## Things to do
**1.** In the forum thread, how does D-A-C say Orks win?
**2.** Repeat the forum thread's words between "Yeah,the smurf seem pretty bad-ass nowadays.To" and "that they fight.", inclusive.
**3.** Which usernames appear as post headers in the forum thread?

## Reading text
Of course, no one said it had to be fair. But a fight that's over before it begins (and your protagonist is the guy who loses) is not good story/adventure material.


----------



## Achaylus72 (Apr 30, 2011)

After watching a vid on YouTube and seeing some 10 Ultramarines kill over 100 CSM, Daemons and a Daemon Prince. So if this is the normal standard then one Ultramarine can kill an entire WAAUGH all by himself.

In the same vid mentioned an entire company of Howling Griffons are obliterated.

So it seems that 1 ultramarine equals 10 Howling Griffons.


----------



## Deadeye776 (May 26, 2011)

Yeah,the smurf seem pretty bad-ass nowadays.To bad their daddy couldn't handle getting his handed too him by his metro-brother. Take solace in the knowledge that before the Emperor use his godlike tactician mind to think it would be cool to "take it easy" facing his chaos empowered son,the closest he ever came to death before that was at the hands of an ork. Horus actually had to save his life.


----------



## D-A-C (Sep 21, 2010)

You have to keep in mind that Ork's tend to be tactically quite limited and tend to charge and use weight of numbers to win.

Yes there are 'sneaky' Orks who develop 'Planz' but they aren't that sophisticated and usually work because they were underrated in the first place.

So, from a tactical perspective, Orks would incur significantly higher casulties than Astartes just by the way that they fight.

Orks win by sheer brute force and numbers, Astartes win by sheer for and tactics. 

Astartes apply the maximum amount of pressure to enemy weak points and win, Orks pour forward and sweep all before them, and keep coming back for more and more and more.


----------



## Doelago (Nov 29, 2009)

Deadeye776 said:


> Yeah,the smurf seem pretty bad-ass nowadays.


It seems you have failed to notice that Space Marines in general are pretty badass.



Achaylus72 said:


> After watching a vid on YouTube and seeing some 10 Ultramarines kill over 100 CSM, Daemons and a Daemon Prince. So if this is the normal standard then one Ultramarine can kill an entire WAAUGH all by himself.
> 
> In the same vid mentioned an entire company of Howling Griffons are obliterated.
> 
> So it seems that 1 ultramarine equals 10 Howling Griffons.


Ouh, please, I also want to see that video. Sounds pretty awesome tbh.


----------

## Material
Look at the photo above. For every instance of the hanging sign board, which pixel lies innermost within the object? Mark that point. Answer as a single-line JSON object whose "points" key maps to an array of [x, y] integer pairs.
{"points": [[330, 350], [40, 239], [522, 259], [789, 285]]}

## Results for each task
**1.** By sheer brute force and numbers.

**2.**
Yeah,the smurf seem pretty bad-ass nowadays.To bad their daddy couldn't handle getting his handed too him by his metro-brother. Take solace in the knowledge that before the Emperor use his godlike tactician mind to think it would be cool to "take it easy" facing his chaos empowered son,the closest he ever came to death before that was at the hands of an ork. Horus actually had to save his life.


----------



## D-A-C (Sep 21, 2010)

You have to keep in mind that Ork's tend to be tactically quite limited and tend to charge and use weight of numbers to win.

Yes there are 'sneaky' Orks who develop 'Planz' but they aren't that sophisticated and usually work because they were underrated in the first place.

So, from a tactical perspective, Orks would incur significantly higher casulties than Astartes just by the way that they fight.

**3.** Achaylus72, Deadeye776, D-A-C, Doelago